Work to be completed ::
Answer these from the series notes:
1. In the alternating series test, what must the limit of b_n be as n goes to infinity?
2. What is the radius of convergence R in the special cases for power series?
3. In the Taylor series of f(x) at x = a, what is the coefficient of (x − a)^n?
-- Start Source extract --
Alternating Series Test
For $\sum_{n=1}^\infty (-1)^{n-1} b_n$ where: $b_n \geq 0$, $b_n \geq b_{n+1}$, and $\lim_{n \to \infty} b_n = 0$, then $\sum_{n=1}^\infty (-1)^{n-1} b_n$ converges.
Power Series
For the power series $\sum_{n=0}^\infty c_n (x - a)^n$:
- The radius of convergence $R$ is given by
$\displaystyle\lim_{n \to \infty} \left| \frac{c_{n+1}}{c_n} \right| = \frac{1}{R}$. - The series converges if $\vert x - a\vert < R$ and diverges if $\vert x - a\vert > R$.
Special Cases for Power Series
For $\sum_{n=0}^\infty c_n (x - a)^{2n}$ or $\sum_{n=0}^\infty c_n (x - a)^{2n+1}$:
- Let $u_n = c_n (x - a)^{2n}$ or $u_n = c_n (x - a)^{2n+1}$.
- Apply the ratio test: $\displaystyle \lvert \frac{u_{n+1}}{u_n} \rvert = \lim_{n \to \infty} \lvert \frac{c_{n+1}}{c_n} \rvert \lvert x - a\rvert^2 = L \lvert x - a\rvert^2$.
- Converges if $L \lvert x - a\rvert^2 < 1 \iff \lvert x - a\rvert < 1/\sqrt{L}$.
- Diverges if $\lvert x - a\rvert > \frac{1}{\sqrt{L}}$. So, $R = 1/\sqrt{L}$.
Taylor Series
The Taylor series of $f(x)$ at $x = a$ is: $\displaystyle f(x) = \sum_{n=0}^\infty \frac{f^{(n)}(a)}{n!} (x - a)^n$.
-- End Source extract --
-- Start Records shown --
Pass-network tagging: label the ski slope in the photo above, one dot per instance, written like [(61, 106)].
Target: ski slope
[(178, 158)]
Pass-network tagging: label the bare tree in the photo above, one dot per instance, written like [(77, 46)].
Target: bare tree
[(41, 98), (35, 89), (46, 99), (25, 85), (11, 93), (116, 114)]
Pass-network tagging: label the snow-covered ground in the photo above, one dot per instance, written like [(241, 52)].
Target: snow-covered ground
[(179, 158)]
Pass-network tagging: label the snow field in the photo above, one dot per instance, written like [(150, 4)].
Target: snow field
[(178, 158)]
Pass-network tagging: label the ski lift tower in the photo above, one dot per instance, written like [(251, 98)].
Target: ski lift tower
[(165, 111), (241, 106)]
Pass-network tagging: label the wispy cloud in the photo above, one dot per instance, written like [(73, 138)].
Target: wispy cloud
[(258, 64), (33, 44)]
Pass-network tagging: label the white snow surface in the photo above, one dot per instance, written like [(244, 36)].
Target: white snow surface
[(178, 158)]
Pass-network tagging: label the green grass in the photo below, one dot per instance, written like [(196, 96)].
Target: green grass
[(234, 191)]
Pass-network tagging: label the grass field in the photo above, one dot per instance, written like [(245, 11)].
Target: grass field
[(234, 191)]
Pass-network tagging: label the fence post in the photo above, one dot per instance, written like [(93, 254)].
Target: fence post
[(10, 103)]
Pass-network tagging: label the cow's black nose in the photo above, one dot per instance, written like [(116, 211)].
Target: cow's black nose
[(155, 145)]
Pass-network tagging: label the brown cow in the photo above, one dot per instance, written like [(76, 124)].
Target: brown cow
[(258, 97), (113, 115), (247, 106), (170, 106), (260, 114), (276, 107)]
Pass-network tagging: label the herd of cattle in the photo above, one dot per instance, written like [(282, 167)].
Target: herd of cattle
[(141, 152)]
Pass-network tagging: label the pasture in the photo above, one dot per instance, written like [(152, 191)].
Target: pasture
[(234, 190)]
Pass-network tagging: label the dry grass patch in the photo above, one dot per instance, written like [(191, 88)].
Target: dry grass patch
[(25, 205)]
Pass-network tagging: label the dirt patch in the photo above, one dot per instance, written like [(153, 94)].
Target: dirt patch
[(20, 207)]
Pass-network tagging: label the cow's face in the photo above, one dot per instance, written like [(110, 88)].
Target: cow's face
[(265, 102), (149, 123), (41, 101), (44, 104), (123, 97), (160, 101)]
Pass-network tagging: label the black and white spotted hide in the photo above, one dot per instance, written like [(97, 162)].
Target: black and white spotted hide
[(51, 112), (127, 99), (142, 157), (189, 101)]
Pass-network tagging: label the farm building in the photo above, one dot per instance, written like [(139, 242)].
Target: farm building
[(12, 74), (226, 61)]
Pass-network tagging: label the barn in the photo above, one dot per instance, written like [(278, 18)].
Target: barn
-- End Records shown --
Task answer ::
1. 0
2. R = 1/√L
3. f^(n)(a)/n!